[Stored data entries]
- - - - - - -

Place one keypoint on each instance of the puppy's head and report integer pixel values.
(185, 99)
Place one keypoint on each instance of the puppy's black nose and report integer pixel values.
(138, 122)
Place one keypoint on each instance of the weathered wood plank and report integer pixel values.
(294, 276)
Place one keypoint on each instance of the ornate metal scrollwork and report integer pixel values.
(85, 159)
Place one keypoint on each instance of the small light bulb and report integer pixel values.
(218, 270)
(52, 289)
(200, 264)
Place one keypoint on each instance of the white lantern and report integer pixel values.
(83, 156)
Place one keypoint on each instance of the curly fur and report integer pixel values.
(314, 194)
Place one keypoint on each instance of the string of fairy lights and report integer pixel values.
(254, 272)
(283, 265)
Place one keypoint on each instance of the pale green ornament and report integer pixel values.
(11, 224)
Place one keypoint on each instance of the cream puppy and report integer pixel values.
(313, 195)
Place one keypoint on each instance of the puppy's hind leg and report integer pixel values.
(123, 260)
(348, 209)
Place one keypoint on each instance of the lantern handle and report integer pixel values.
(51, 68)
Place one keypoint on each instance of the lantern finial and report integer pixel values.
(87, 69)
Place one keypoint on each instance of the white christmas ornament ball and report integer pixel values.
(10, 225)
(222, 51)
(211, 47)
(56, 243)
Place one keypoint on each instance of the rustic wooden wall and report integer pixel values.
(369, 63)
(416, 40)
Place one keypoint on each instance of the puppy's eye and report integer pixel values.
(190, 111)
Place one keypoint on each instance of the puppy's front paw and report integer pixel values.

- - - - - - -

● Problem description:
Format every line of the material above as a numbered list, omitting any blank lines.

● Solution for this task:
1. Place one keypoint on each instance of the puppy's head and report integer pixel values.
2. (185, 99)
3. Place one keypoint on each instance of the puppy's black nose and report integer pixel values.
4. (138, 122)
5. Place one keypoint on each instance of the weathered wood plank and report integer pixel values.
6. (294, 276)
7. Place one keypoint on each instance of the ornate metal scrollwork and report integer pixel values.
8. (85, 159)
9. Place one keypoint on each instance of the small light bulb and report integer pixel values.
10. (218, 270)
11. (52, 289)
12. (200, 264)
13. Place one keypoint on each instance of the white lantern and report integer pixel values.
14. (83, 156)
15. Place one keypoint on each instance of the curly fur and report integer pixel values.
16. (314, 194)
17. Place one keypoint on each instance of the string of fairy lights and report integer pixel values.
18. (254, 272)
19. (283, 265)
20. Place one keypoint on each instance of the pale green ornament and report integer pixel values.
21. (11, 224)
22. Place one keypoint on each instance of the cream puppy and report integer pixel values.
23. (313, 195)
24. Place one keypoint on each instance of the puppy's hind leg and report integer pixel values.
25. (123, 260)
26. (348, 209)
27. Place one keypoint on each instance of the lantern handle and report integer pixel values.
28. (51, 68)
29. Place one keypoint on each instance of the lantern finial and report integer pixel values.
30. (87, 69)
31. Place one keypoint on each instance of the white christmas ornament ball and report integer pixel values.
32. (10, 225)
33. (222, 51)
34. (211, 47)
35. (56, 243)
36. Place one keypoint on each instance of the rustic wooden wall and report integer pixel values.
37. (369, 63)
38. (416, 40)
39. Place one keypoint on each instance of the puppy's eye and report integer pixel values.
40. (190, 111)
41. Place one keypoint on each instance of the puppy's front paw and report integer pixel values.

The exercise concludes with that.